TRAVAIL À FAIRE:
(a) Dans le récit de voyage en Roumanie, à quelle heure a eu lieu le départ de Hortobagy ?
(b) Indiquez si chacune des affirmations suivantes concorde avec le récit de voyage en Roumanie : (i) les douaniers roumains laissent passer le camping-car sans l'examiner ; (ii) la mamie qui tient un café accepte qu'ils dorment dans sa cour ; (iii) Héléna apporte du fromage de chèvre.
(c) Écrivez la suite du récit de voyage en Roumanie en reprenant après sa dernière phrase.

TEXTE FOURNI:
4000kms parcourus, une frontière, des champs de tournesols et de maïs et nous voici en Roumanie. Les douaniers Roumains ayant envie d'une petite visite de camping-car ils feront le tour de Mano avant de nous laisser passer. Nous arrivons dans un pays en "construction" des travaux partout, les routes sont en travaux (" Drum in lucru "), les maisons aussi, c'est un vrai bazar. Quel bonheur de se retrouver dans un pays si vivant. Les tracteurs, les chevaux, les charrettes, les piétons, les vélos, camions, bus, voitures...s'entremêlent sur des routes défoncées au bord desquelles les étals de pastèques s'alignent.

Nous voilà sur des routes sans panneaux, nous nous engageons sur des chemins qui ne mènent nulle part et nous nous retrouvons dans des ruelles où nous ne sommes pas sûrs de passer sous les fils électriques emmêlés ou bien entre les arbres. Nous arrivons tout compte fait dans les Maramures, où un petit village retient notre attention. Des maisons de bois sculptées, des portails magnifiques, des jardins, une odeur de feu de bois, il n'en faut pas plus aux rafisamalu pour s'arrêter. Nous demandons à une mamie qui tient un café s'il est possible de dormir dans sa cour, elle dit qu'il n'y a pas de soucis, nous nous garons et allons faire un petit tour du village, histoire de se dégourdir les jambes.

La journée a été longue, départ de Hortobagy à 10h,arrivée à 18h. Une petite bière "URSUS" pour se réhydrater, Héléna : esta bueno ? Oui parfait. Deux minutes plus tard Isa se retrouve dans la cuisine un couteau à la main en train d'éplucher des pommes de terre, Héléna sort une poêle et la donne à Isa, "ok je fais la cuisine". Isa met alors de l'eau à bouillir pour cuire les quelques saucisses trouvées dans le réfrigérateur, de l'huile dans la poêle et c'est parti pour des chips. Héléna revient avec du fromage de vache frais (le sien). Il est excellent, surtout avec un petit peu de miel du coin. Mathis fait la grimace, mais goûte, lunagaïa pareil, ah c'est bien les voyages. demande si nous voulons manger, "si", des pommes de terres avec des oignons des tomates..

DONNÉES EXTRAITES:

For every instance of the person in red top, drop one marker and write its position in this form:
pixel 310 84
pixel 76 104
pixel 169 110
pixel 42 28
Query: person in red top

LES RÉPONSES:
(a) À 10h.

(b)
(i) Non : « ils feront le tour de Mano avant de nous laisser passer ».
(ii) Oui : « elle dit qu'il n'y a pas de soucis ».
(iii) Non : « Héléna revient avec du fromage de vache frais (le sien) ».

(c)
Les enfants découvrent la vie autrement. Il faut manger quand c'est possible et ce qu'il y a. Pas question de faire le difficile ou de refuser ce que les gens nous offre. Au bout de 5 semaines ils mangent des salades (avant, ils détestaient ce qui était froid), de la viande tous les 4 ou 5 jours en fonction de ce que l'on trouve et ils goûtent. Bref le voyage commence.

Nous mettons tout ça sur la table dehors et nous mangeons tranquilles, enfin presque...tout le village défile dans la petite cour pour voir ces français qui voyagent avec leur maison. Nous ferons la causette en français, anglais, espagnol, un peu de roumain... Les enfants sont ravis, ils jouent dans la cour, trouvent que la maison est petite (1 pièce) Lunagaïa se demande comment ils font pour rentrer le sapin de Noël dans une maison aussi petite... Ils découvriront les toilettes au fond du jardin où il faut passer devant le chien, pour arriver dans une cabane qui ne sent pas bon du tout, avec un trou au milieu et où les garçons font pipi sur la planche de bois, donc nous en avons plein les pieds.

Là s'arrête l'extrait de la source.